What is being asked: Every record must be retyped as it stands.

(Beginning of Data extract)

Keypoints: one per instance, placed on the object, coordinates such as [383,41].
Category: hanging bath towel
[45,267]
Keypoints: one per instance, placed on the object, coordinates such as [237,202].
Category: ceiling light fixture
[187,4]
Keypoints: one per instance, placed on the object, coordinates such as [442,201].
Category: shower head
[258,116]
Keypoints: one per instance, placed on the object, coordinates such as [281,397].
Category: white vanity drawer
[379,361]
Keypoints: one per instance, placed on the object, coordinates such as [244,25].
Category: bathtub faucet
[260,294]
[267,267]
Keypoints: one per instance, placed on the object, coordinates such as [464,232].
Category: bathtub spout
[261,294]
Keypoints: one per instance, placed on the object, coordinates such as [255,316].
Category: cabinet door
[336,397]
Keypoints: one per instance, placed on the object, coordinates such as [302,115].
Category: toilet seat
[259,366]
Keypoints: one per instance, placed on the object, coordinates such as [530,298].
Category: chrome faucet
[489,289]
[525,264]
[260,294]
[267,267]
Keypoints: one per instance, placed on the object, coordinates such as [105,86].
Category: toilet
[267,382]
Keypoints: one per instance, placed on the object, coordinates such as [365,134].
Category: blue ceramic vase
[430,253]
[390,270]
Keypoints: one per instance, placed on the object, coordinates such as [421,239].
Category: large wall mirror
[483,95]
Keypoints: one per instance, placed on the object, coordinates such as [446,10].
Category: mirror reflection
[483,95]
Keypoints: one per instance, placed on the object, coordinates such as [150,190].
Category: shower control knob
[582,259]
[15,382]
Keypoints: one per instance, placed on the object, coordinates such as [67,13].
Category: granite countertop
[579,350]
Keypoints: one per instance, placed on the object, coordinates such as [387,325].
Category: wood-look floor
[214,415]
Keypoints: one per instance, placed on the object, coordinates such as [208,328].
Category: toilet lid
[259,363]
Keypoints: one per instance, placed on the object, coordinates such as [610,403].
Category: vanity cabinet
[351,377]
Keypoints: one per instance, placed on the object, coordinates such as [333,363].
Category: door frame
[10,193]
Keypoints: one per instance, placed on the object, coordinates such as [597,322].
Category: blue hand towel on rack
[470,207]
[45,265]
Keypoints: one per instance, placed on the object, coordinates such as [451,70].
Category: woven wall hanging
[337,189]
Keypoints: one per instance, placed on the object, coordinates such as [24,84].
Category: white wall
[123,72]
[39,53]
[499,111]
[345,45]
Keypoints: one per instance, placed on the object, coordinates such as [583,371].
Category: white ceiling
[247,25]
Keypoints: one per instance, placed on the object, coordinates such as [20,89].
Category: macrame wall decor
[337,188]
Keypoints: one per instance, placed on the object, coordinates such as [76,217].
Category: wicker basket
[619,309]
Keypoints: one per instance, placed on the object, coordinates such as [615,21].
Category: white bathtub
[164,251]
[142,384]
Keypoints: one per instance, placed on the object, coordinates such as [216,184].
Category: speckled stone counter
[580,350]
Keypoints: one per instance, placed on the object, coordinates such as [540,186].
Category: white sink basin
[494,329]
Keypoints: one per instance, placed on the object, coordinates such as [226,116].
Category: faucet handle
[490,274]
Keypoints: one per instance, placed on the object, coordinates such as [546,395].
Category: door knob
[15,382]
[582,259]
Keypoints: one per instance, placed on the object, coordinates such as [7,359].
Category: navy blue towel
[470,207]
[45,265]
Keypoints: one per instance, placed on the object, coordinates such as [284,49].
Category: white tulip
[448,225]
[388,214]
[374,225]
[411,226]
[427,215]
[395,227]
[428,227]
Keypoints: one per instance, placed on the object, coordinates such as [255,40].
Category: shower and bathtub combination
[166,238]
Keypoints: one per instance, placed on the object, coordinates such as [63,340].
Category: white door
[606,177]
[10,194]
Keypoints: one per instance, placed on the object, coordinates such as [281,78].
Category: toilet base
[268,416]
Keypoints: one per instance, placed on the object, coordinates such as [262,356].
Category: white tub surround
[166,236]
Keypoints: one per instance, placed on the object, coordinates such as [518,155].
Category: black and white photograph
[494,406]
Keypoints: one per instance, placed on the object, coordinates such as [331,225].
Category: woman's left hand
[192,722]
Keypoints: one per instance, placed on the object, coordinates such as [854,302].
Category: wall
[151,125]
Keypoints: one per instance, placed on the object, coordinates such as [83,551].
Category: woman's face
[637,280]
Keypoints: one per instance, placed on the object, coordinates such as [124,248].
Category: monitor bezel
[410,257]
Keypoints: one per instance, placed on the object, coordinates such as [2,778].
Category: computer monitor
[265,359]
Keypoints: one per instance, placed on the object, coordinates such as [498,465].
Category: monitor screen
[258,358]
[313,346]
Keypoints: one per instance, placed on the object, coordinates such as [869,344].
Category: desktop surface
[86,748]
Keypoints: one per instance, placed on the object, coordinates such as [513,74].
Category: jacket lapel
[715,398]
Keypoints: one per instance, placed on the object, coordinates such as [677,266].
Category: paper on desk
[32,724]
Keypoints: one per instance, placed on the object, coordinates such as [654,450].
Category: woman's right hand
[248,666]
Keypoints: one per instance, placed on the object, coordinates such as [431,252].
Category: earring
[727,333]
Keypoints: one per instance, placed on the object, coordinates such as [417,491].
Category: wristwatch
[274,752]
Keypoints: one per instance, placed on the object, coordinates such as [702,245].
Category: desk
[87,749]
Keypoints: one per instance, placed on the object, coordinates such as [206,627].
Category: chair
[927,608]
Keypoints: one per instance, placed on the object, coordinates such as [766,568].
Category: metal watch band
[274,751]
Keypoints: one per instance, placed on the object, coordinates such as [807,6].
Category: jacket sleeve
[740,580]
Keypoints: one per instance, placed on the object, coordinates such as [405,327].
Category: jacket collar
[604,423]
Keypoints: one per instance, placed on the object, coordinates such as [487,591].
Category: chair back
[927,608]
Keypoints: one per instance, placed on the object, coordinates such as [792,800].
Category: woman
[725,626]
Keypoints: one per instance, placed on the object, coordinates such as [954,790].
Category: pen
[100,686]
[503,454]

(End of Data extract)

Task solution:
Keypoints: one per instance, placed on the object, coordinates such as [383,41].
Category: hanging bath towel
[45,267]
Keypoints: one per instance, placed on the object, coordinates such as [237,202].
Category: ceiling light fixture
[187,4]
Keypoints: one per instance, placed on the object, coordinates such as [442,201].
Category: shower head
[258,116]
Keypoints: one per instance, placed on the object, coordinates such as [281,397].
Category: white vanity drawer
[379,361]
Keypoints: one per instance, placed on the object, coordinates such as [244,25].
Category: bathtub faucet
[260,294]
[267,267]
Keypoints: one per instance, placed on the object, coordinates such as [464,232].
Category: bathtub spout
[261,294]
Keypoints: one per instance, placed on the object, coordinates such as [255,316].
Category: cabinet door
[336,397]
Keypoints: one per instance, placed on the object, coordinates such as [302,115].
Category: toilet seat
[259,366]
Keypoints: one per instance, placed on the object, coordinates such as [530,298].
Category: chrome faucet
[489,289]
[525,264]
[260,294]
[267,267]
Keypoints: one per instance, placed on the object, coordinates such as [105,86].
Category: toilet
[267,382]
Keypoints: one per instance, placed on the object, coordinates such as [365,134].
Category: blue ceramic vase
[430,253]
[390,270]
Keypoints: one per instance, placed on the object, coordinates such as [421,239].
Category: large wall mirror
[483,95]
Keypoints: one per instance, placed on the object, coordinates such as [446,10].
Category: mirror reflection
[483,95]
Keypoints: one per instance, placed on the object, coordinates such as [150,190].
Category: shower control knob
[582,259]
[15,382]
Keypoints: one per instance, placed on the object, coordinates such as [67,13].
Category: granite countertop
[579,350]
Keypoints: one per instance, placed on the object, coordinates such as [387,325].
Category: wood-look floor
[214,415]
Keypoints: one per instance, placed on the object, coordinates such as [208,328].
Category: toilet lid
[259,363]
Keypoints: one per instance, placed on the object, coordinates such as [610,403].
Category: vanity cabinet
[351,377]
Keypoints: one per instance, placed on the object, coordinates such as [333,363].
Category: door frame
[10,193]
Keypoints: one per instance, placed on the object, coordinates such as [597,322].
Category: blue hand towel on rack
[470,207]
[45,265]
Keypoints: one per instance, placed on the object, coordinates such as [451,70].
Category: woven wall hanging
[337,189]
Keypoints: one per instance, placed on the object, coordinates such as [24,84].
Category: white wall
[123,72]
[39,53]
[499,111]
[345,45]
Keypoints: one per instance, placed on the object, coordinates such as [583,371].
Category: white ceiling
[247,25]
Keypoints: one per instance, placed on the object, coordinates such as [20,89].
Category: macrame wall decor
[337,188]
Keypoints: one per instance, placed on the object, coordinates such as [76,217].
Category: wicker basket
[619,309]
Keypoints: one per instance, placed on the object, coordinates such as [615,21].
Category: white bathtub
[164,251]
[142,384]
Keypoints: one per instance, placed on the object, coordinates such as [216,184].
Category: speckled stone counter
[580,350]
Keypoints: one per instance, placed on the object, coordinates such as [540,186].
Category: white sink basin
[494,329]
Keypoints: one per instance, placed on the object, coordinates such as [226,116].
Category: faucet handle
[490,274]
Keypoints: one per instance, placed on the object, coordinates such as [546,395].
Category: door knob
[15,382]
[582,259]
Keypoints: one per instance, placed on the object, coordinates such as [7,359].
Category: navy blue towel
[470,207]
[45,265]
Keypoints: one per instance, placed on the object, coordinates such as [284,49].
Category: white tulip
[448,225]
[388,214]
[374,225]
[411,226]
[427,215]
[395,227]
[428,227]
Keypoints: one per instance, placed on the object, coordinates such as [255,40].
Category: shower and bathtub combination
[166,238]
Keypoints: one per instance, placed on the object, coordinates such as [63,340].
Category: white door
[606,177]
[10,194]
Keypoints: one per instance, placed on the object, coordinates such as [281,78].
Category: toilet base
[268,416]
Keypoints: one per instance, placed on the object, coordinates such as [262,356].
Category: white tub surround
[166,236]
Keypoints: one per instance, placed on the object, coordinates such as [518,155].
Category: black and white photograph
[494,406]
Keypoints: one per instance, placed on the object, coordinates such as [331,225].
Category: woman's left hand
[192,722]
Keypoints: one per instance, placed on the object, coordinates such as [854,302].
Category: wall
[151,125]
Keypoints: one per instance, placed on the object, coordinates such as [83,551].
Category: woman's face
[637,280]
Keypoints: one per instance, placed on the object, coordinates such as [124,248].
Category: monitor bezel
[410,257]
Keypoints: one per instance, placed on the object, coordinates such as [2,778].
Category: computer monitor
[265,359]
Keypoints: one per instance, placed on the object, coordinates such as [498,465].
Category: monitor screen
[258,358]
[313,346]
Keypoints: one per instance, placed on the object, coordinates such as [869,344].
Category: desktop surface
[86,748]
Keypoints: one per instance, placed on the object, coordinates such as [513,74].
Category: jacket lapel
[715,398]
Keypoints: one per instance, placed on the object, coordinates such as [677,266].
Category: paper on desk
[32,724]
Keypoints: one per instance, placed on the object, coordinates such as [654,450].
Category: woman's right hand
[248,666]
Keypoints: one per instance, placed on the object, coordinates such as [431,252].
Category: earring
[727,333]
Keypoints: one per instance, placed on the object, coordinates such as [417,491].
Category: wristwatch
[274,752]
Keypoints: one per instance, placed on the object, coordinates such as [702,245].
Category: desk
[87,749]
Keypoints: one per instance, placed on the object, coordinates such as [206,627].
Category: chair
[927,608]
Keypoints: one per instance, placed on the object, coordinates such as [766,568].
Category: metal watch band
[274,751]
Keypoints: one per instance, placed on the object, coordinates such as [807,6].
Category: jacket sleeve
[740,580]
Keypoints: one per instance, placed on the object, coordinates such as [405,327].
Category: jacket collar
[604,423]
Keypoints: one per instance, placed on the object, coordinates such as [487,591].
Category: chair back
[927,608]
Keypoints: one per instance, placed on the object, coordinates such as [792,800].
Category: woman
[725,626]
Keypoints: one per instance, placed on the object, coordinates such as [954,790].
Category: pen
[100,686]
[503,454]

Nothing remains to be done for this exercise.